Material shown below:

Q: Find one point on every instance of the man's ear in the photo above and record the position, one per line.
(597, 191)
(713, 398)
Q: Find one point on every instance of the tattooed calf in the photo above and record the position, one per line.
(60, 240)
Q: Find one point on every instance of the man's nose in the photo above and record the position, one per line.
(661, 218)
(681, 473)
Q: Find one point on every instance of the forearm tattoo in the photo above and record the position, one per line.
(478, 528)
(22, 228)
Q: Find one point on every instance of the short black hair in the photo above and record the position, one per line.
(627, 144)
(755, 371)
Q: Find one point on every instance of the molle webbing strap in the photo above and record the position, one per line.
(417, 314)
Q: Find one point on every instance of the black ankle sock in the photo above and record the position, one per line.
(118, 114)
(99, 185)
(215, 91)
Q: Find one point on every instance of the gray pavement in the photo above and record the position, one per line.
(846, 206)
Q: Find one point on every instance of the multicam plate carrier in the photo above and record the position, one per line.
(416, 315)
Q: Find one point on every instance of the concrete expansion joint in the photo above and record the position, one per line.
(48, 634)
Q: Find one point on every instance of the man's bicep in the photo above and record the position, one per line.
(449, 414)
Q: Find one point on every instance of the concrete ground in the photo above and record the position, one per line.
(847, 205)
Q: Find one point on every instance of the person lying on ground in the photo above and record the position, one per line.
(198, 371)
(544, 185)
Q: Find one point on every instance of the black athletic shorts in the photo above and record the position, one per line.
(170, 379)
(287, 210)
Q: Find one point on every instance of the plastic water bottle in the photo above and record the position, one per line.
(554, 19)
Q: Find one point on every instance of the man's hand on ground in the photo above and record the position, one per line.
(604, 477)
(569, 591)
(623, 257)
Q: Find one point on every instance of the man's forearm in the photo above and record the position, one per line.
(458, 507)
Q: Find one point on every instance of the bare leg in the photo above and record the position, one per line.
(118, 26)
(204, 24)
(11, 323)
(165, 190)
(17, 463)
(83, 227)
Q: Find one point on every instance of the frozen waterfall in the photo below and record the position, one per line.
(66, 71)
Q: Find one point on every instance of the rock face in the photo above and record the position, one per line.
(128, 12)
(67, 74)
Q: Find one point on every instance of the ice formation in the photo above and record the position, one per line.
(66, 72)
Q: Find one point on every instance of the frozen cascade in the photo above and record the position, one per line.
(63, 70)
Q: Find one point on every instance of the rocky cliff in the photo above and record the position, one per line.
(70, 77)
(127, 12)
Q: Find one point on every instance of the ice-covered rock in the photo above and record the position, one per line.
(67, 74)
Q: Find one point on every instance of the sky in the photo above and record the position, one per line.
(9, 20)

End of Material shown.

_Task description_.
Your response should be the exact lines running from the one with "Q: Find one point on every instance of the ice-covered" to the final line of the material above.

_Exercise result_.
Q: Find one point on every instance of the ice-covered rock in the photo above and record the position, one per line.
(67, 74)
Q: Find one point on every instance of the sky in the photo above and record the position, one per line.
(9, 20)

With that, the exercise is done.